**Given exercise:**
Starting with the first line of the records and going on through the line with "[302,153,375,259]", write those lines out again with "bounding boxes" swapped for "box coordinates" and everything else left as it is. Leave the pictures out.

[start Information shown]

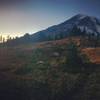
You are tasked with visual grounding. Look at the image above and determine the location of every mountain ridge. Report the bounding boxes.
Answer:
[31,14,100,39]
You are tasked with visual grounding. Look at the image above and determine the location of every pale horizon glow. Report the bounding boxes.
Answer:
[0,0,100,36]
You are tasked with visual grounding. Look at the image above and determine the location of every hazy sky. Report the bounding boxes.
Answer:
[0,0,100,34]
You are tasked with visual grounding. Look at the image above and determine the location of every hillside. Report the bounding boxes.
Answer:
[0,37,100,100]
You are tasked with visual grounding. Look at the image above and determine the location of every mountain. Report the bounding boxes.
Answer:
[7,14,100,44]
[31,14,100,41]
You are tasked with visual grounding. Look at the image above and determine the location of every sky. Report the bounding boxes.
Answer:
[0,0,100,36]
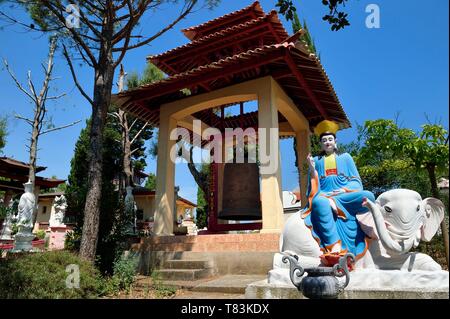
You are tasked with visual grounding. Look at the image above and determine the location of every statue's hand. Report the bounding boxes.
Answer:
[306,154,316,172]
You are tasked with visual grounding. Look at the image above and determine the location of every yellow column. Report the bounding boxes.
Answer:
[295,130,310,207]
[153,112,177,236]
[258,81,284,233]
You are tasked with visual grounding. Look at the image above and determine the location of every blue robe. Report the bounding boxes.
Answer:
[302,153,375,259]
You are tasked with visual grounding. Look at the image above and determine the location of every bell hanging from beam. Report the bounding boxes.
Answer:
[217,163,262,220]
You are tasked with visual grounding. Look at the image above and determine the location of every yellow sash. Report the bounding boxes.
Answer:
[325,154,337,176]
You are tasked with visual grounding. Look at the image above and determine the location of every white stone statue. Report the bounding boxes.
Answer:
[0,201,16,240]
[267,189,449,291]
[14,181,36,251]
[17,182,36,229]
[280,189,444,271]
[125,186,137,234]
[50,195,67,227]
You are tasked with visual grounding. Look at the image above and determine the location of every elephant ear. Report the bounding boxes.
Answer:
[356,212,379,239]
[422,197,445,241]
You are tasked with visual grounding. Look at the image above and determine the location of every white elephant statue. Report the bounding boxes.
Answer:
[280,189,444,271]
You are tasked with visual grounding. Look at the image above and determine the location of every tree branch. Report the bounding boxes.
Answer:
[41,0,97,66]
[130,122,148,144]
[39,120,81,135]
[14,114,33,126]
[63,44,94,106]
[113,0,197,52]
[3,59,36,102]
[46,93,67,100]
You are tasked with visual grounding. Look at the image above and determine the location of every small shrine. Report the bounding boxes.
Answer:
[113,2,350,236]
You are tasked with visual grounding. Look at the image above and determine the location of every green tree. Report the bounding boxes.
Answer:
[195,164,211,229]
[276,0,350,31]
[357,119,449,265]
[145,173,156,191]
[0,0,218,261]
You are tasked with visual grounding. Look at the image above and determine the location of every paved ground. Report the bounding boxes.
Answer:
[172,290,245,299]
[136,275,267,299]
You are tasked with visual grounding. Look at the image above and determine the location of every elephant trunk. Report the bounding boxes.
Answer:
[363,199,411,254]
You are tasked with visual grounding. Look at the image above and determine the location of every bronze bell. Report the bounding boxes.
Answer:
[217,163,262,220]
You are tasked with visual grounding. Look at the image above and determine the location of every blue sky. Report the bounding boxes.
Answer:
[0,0,449,202]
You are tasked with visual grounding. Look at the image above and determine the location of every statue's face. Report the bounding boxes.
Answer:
[320,134,336,154]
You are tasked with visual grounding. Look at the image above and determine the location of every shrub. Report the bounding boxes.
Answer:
[0,251,104,299]
[106,254,138,294]
[36,229,45,239]
[151,271,177,298]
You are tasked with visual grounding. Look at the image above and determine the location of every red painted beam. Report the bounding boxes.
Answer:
[129,47,285,103]
[285,52,328,119]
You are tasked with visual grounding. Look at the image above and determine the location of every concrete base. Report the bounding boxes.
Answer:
[13,232,35,252]
[267,269,449,294]
[138,251,273,275]
[245,279,449,299]
[48,225,68,250]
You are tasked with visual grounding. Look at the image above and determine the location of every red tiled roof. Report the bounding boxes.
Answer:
[181,1,264,40]
[114,42,350,127]
[147,10,289,75]
[0,156,47,173]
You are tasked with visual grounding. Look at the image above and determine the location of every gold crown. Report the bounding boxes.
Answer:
[314,120,339,136]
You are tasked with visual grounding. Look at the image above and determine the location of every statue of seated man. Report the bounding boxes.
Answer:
[301,120,375,265]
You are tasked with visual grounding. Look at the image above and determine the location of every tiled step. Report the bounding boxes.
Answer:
[163,259,214,269]
[156,268,214,280]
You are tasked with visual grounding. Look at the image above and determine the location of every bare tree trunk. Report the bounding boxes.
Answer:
[80,26,114,262]
[427,165,450,267]
[28,118,40,227]
[122,115,133,186]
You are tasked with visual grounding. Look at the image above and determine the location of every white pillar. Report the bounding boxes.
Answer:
[153,111,176,236]
[295,130,310,207]
[258,81,284,233]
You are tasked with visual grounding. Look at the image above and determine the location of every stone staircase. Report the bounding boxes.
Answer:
[156,259,215,281]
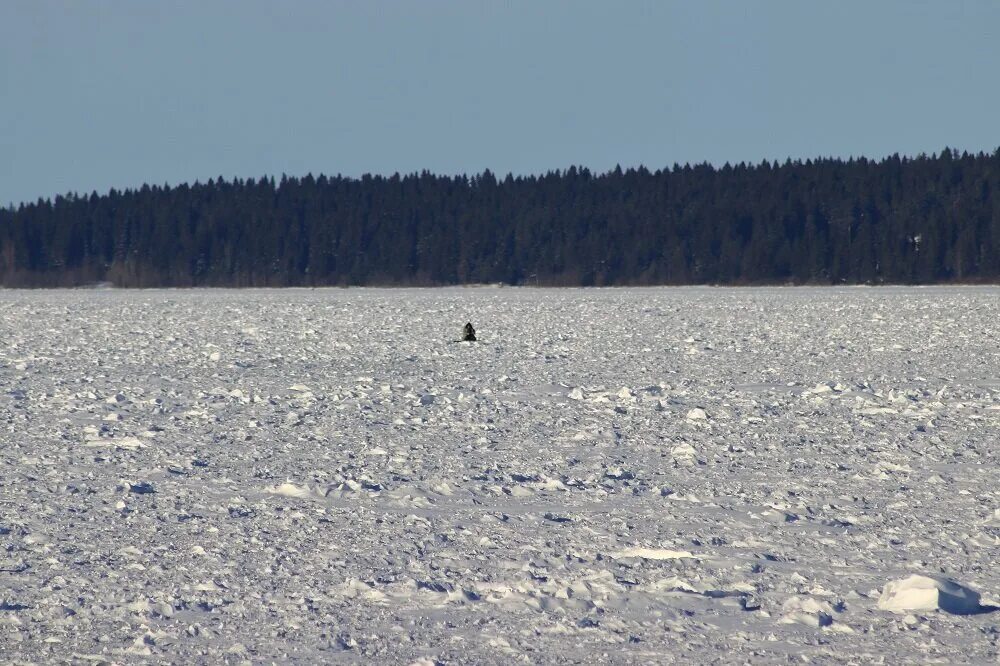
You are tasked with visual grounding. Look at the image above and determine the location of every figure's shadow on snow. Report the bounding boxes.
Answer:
[960,604,1000,615]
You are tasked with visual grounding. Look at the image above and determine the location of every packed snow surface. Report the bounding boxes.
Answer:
[0,288,1000,664]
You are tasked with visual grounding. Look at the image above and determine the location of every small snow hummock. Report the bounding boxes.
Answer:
[687,407,708,421]
[878,574,983,615]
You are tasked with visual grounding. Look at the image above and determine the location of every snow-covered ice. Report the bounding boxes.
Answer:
[0,287,1000,664]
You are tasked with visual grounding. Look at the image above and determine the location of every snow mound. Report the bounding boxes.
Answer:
[779,597,834,629]
[878,574,983,615]
[612,547,695,560]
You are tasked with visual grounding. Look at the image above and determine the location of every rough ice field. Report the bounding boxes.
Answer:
[0,288,1000,664]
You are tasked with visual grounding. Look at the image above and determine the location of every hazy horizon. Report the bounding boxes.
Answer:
[0,0,1000,205]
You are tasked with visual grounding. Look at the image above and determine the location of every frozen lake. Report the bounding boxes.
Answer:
[0,287,1000,664]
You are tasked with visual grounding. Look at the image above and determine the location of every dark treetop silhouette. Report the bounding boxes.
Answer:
[0,149,1000,287]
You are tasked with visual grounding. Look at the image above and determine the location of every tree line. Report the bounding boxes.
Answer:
[0,149,1000,287]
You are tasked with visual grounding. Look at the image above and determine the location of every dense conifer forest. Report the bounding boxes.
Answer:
[0,149,1000,287]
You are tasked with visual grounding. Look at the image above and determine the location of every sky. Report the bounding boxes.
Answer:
[0,0,1000,205]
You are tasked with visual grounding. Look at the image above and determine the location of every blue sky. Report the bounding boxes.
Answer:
[0,0,1000,204]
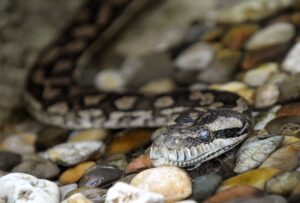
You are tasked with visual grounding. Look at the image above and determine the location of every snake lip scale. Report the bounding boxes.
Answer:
[24,0,251,167]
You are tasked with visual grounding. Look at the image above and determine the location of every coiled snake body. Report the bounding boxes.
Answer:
[24,0,251,167]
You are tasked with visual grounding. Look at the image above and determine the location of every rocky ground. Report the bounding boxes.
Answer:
[0,0,300,203]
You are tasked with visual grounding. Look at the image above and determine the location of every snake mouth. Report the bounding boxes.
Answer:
[150,133,247,168]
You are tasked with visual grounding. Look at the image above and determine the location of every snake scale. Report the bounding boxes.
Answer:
[24,0,251,167]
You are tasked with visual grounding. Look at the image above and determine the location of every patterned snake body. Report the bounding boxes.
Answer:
[24,0,251,167]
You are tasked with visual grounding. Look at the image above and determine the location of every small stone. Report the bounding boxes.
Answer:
[0,151,22,171]
[125,154,153,174]
[175,42,215,70]
[68,129,108,142]
[58,161,95,185]
[203,185,264,203]
[61,193,93,203]
[78,165,123,187]
[222,23,259,50]
[12,159,60,179]
[242,44,289,70]
[106,130,151,155]
[266,171,300,196]
[0,173,60,203]
[234,135,283,173]
[219,168,280,191]
[46,141,104,166]
[66,187,107,203]
[254,84,280,108]
[265,116,300,136]
[282,42,300,74]
[244,63,279,87]
[105,182,165,203]
[260,142,300,171]
[246,22,295,50]
[192,173,222,202]
[131,166,192,202]
[0,133,36,154]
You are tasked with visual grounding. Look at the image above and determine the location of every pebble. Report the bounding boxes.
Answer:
[174,42,215,70]
[243,63,279,87]
[68,129,108,142]
[260,142,300,171]
[61,193,93,203]
[125,154,153,174]
[192,173,222,202]
[234,135,283,173]
[106,130,151,155]
[58,161,95,185]
[245,22,295,50]
[266,171,300,196]
[265,116,300,136]
[0,173,60,203]
[131,166,192,202]
[203,185,264,203]
[105,182,165,203]
[282,42,300,74]
[0,151,22,171]
[66,187,107,203]
[222,23,259,50]
[12,159,60,179]
[219,167,280,191]
[254,83,280,109]
[78,165,123,187]
[46,141,104,166]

[end Information shown]

**Complete response:**
You are tasked with visual grounding. Look at the image above and determine the location of every mountain ridge. Report the box coordinates.
Answer:
[31,14,100,39]
You are tasked with visual grounding. Look at the image above and determine the location of every pale horizon glow. Report the box coordinates.
Answer:
[0,0,100,36]
You are tasked with visual grounding. Look at the image above and determine the location of every hazy sky. Report the box coordinates.
Answer:
[0,0,100,34]
You are tasked with visual grounding. Look at the image above and determine the location of every hillside. Report the box coordinates.
Answer:
[0,37,100,100]
You are tasked with visual grounding. Look at the image above and determine the location of every mountain. Report the box coordinates.
Answer:
[7,14,100,44]
[31,14,100,41]
You are tasked with visual grounding. Look at the image above and determine the location of every sky. Report the box coordinates.
Answer:
[0,0,100,36]
You are tasked with visual grounding. Look at the image above and determine the location of every statue's hand. Report the box coordinates.
Answer:
[306,154,316,172]
You are tasked with visual grounding. Look at the image above and determine the location of every yellow column. Report the box coordinates.
Answer:
[295,130,310,207]
[153,112,177,236]
[258,81,284,233]
You are tasked with visual grounding. Look at the image above and determine the location of every blue robe. Report the box coordinates.
Answer:
[302,153,375,259]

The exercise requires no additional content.